%%

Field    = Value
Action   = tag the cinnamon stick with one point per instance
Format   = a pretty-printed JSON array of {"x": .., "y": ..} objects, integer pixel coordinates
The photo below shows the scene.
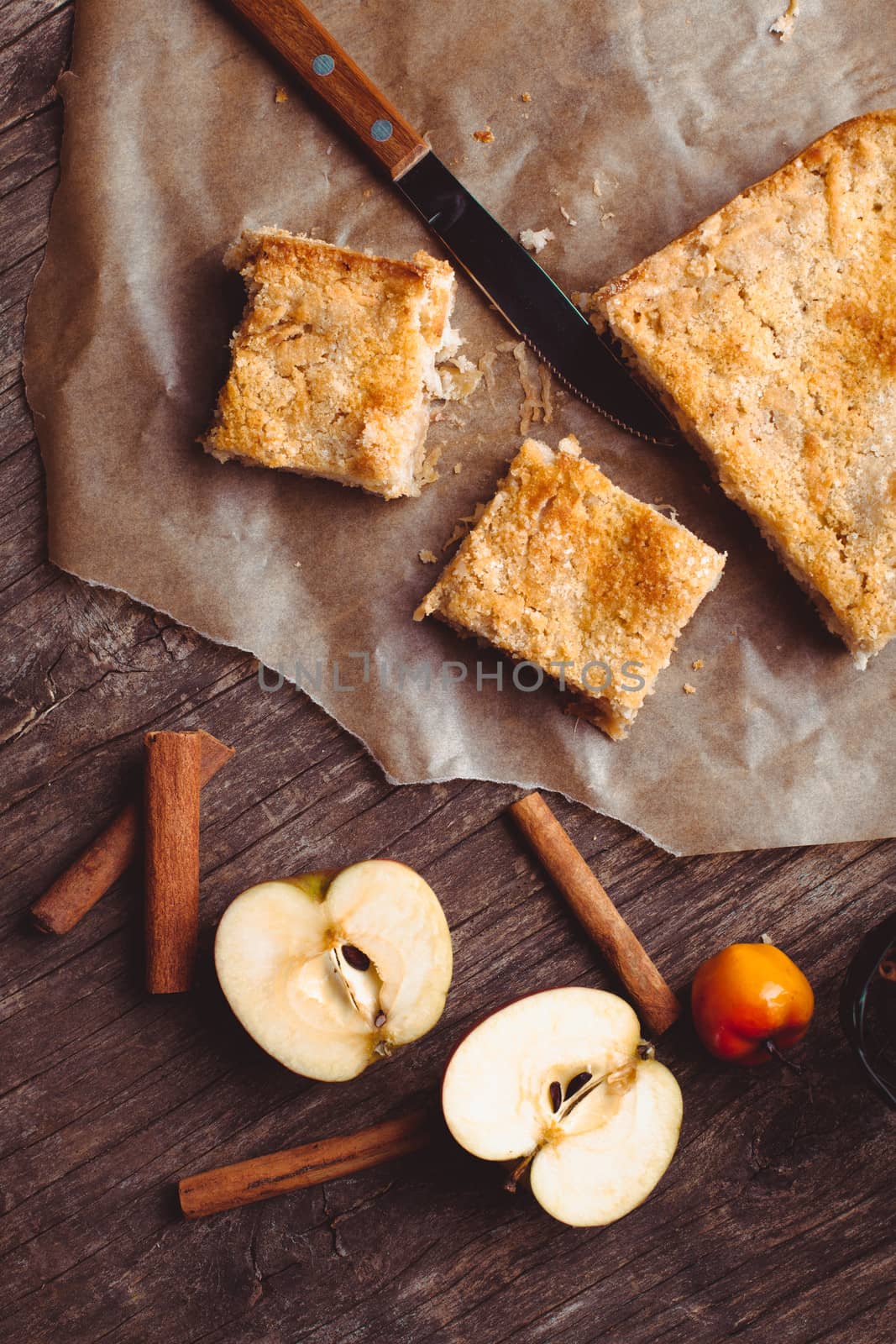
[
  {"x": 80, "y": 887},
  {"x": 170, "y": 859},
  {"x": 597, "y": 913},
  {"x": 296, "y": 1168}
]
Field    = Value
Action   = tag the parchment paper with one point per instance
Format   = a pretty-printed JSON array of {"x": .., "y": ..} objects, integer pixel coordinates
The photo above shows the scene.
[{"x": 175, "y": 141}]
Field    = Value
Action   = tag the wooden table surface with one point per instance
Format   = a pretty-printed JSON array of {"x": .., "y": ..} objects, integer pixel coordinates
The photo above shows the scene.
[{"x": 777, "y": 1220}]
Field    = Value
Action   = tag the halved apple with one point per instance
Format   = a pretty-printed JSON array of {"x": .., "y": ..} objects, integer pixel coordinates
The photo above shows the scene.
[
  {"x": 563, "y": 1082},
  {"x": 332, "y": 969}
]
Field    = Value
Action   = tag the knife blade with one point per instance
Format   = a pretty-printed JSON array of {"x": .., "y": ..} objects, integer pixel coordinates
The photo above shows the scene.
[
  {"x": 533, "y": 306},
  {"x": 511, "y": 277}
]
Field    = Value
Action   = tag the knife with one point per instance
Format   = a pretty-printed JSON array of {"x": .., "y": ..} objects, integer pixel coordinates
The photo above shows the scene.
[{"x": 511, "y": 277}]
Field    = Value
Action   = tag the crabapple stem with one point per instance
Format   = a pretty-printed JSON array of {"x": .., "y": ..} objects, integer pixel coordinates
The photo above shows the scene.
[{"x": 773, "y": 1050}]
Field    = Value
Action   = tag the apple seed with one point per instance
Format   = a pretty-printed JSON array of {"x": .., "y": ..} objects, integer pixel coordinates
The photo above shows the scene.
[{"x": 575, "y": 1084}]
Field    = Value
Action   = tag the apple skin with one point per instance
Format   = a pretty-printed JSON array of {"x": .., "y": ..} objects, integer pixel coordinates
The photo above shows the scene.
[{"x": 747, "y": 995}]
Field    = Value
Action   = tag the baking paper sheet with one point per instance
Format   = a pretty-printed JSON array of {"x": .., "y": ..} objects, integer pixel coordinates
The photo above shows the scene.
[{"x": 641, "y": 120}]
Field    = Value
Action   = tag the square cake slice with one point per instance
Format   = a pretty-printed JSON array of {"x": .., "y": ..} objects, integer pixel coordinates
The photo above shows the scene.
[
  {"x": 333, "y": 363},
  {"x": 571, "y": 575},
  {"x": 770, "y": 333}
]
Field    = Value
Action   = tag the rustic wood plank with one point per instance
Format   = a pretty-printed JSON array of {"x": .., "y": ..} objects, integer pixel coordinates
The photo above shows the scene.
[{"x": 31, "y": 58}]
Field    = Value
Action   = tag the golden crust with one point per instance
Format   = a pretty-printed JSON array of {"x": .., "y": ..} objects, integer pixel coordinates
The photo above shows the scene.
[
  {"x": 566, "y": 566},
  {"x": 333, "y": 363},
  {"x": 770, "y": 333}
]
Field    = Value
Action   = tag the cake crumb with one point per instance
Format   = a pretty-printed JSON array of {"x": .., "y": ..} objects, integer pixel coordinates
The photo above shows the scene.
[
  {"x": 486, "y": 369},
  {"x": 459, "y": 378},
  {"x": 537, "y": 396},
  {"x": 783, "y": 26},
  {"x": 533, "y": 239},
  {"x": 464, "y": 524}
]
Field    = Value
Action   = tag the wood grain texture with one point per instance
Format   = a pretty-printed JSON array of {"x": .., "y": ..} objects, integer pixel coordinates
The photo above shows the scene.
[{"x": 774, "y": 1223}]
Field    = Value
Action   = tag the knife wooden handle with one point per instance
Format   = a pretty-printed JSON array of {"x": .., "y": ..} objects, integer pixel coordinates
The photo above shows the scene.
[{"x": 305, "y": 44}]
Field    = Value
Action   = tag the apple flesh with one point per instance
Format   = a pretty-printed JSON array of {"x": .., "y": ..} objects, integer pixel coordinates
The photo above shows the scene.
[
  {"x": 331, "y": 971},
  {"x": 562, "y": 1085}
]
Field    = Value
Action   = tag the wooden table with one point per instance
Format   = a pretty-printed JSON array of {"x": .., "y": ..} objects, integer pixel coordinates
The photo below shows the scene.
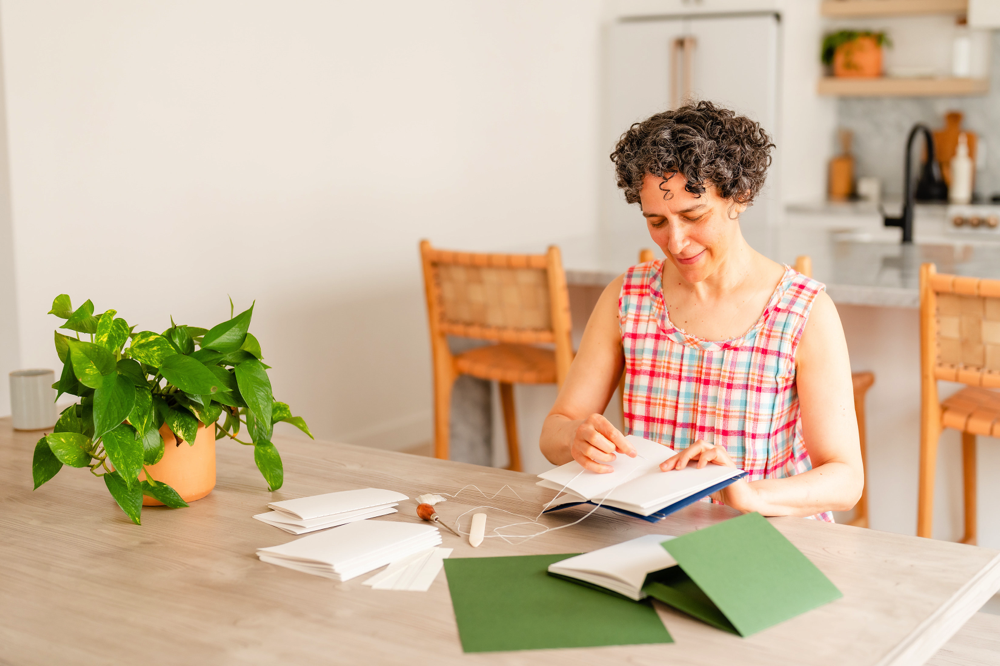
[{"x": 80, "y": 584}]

%%
%%

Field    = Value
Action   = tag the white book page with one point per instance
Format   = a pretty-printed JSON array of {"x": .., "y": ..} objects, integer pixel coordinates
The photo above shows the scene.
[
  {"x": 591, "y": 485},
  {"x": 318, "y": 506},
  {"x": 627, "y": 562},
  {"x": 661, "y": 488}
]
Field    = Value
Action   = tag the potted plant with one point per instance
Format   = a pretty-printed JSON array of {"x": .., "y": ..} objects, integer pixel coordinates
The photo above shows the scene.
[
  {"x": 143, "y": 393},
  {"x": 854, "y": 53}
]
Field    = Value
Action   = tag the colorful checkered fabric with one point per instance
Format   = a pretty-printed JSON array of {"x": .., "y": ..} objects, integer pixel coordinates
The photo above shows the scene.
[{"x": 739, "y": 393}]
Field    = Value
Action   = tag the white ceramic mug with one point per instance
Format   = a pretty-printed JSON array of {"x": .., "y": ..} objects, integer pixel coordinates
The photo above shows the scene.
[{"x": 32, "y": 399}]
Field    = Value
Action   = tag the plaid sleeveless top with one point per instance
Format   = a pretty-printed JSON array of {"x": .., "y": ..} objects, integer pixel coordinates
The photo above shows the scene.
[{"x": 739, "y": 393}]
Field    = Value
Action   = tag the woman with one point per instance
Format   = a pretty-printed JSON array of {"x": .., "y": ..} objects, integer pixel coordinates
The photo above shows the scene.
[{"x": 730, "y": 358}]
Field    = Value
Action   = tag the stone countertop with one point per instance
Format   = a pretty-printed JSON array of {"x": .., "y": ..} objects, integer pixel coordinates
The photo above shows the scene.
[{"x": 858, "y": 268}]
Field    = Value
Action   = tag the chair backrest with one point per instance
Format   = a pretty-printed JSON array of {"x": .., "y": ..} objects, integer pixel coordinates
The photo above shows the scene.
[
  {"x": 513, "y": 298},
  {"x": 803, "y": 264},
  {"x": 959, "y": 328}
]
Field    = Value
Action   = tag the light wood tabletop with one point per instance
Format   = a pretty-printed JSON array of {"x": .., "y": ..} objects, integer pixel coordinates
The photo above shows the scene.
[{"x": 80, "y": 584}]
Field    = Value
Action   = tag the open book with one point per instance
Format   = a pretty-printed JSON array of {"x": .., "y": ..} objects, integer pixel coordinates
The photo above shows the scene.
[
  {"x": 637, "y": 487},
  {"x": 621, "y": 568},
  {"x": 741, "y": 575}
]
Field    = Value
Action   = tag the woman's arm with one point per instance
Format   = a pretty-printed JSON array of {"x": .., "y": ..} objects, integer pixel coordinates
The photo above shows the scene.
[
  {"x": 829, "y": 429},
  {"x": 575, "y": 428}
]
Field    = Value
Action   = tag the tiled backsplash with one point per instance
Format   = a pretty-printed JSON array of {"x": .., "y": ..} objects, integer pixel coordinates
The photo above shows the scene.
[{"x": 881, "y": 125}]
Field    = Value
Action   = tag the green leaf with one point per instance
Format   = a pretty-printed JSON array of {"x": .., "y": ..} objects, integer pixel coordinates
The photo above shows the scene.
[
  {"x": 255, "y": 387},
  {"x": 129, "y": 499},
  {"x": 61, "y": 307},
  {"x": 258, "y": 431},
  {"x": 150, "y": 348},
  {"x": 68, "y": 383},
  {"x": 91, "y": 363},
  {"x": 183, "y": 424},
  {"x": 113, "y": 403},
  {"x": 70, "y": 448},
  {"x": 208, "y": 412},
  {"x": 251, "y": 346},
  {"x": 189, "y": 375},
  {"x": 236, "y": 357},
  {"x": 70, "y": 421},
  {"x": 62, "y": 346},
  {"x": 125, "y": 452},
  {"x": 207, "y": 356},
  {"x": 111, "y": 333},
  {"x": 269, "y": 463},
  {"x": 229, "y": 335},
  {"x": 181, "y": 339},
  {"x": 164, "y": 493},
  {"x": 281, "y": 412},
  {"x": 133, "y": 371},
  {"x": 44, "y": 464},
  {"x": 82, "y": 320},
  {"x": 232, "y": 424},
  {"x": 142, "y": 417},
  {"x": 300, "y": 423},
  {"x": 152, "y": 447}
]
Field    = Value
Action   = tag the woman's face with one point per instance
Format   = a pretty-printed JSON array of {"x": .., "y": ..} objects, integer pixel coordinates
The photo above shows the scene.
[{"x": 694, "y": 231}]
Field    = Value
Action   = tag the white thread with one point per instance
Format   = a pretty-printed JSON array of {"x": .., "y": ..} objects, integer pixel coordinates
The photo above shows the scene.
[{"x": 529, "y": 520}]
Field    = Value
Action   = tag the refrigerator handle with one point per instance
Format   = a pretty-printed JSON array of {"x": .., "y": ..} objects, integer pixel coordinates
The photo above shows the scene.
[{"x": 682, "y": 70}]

%%

● **What to produce**: Return every line in the rows above that contains the string "cake".

● **Answer for the task**:
Action   = tag the square cake slice with one point per instance
Action   = tag the cake crumb with one point per instance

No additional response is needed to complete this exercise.